● EXERCISE OBJECTIVE:
Once you find the line that contains "[ ] coordinates" in the entries below, give it again along with every following line, unchanged, through the final one.

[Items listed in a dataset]

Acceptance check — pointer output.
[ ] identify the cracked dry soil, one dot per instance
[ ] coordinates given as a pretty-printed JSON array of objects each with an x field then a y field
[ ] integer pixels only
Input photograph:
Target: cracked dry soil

● TASK SOLUTION:
[ ] coordinates given as a pretty-printed JSON array of objects each with an x field then a y field
[ ] integer pixels only
Input photograph:
Target: cracked dry soil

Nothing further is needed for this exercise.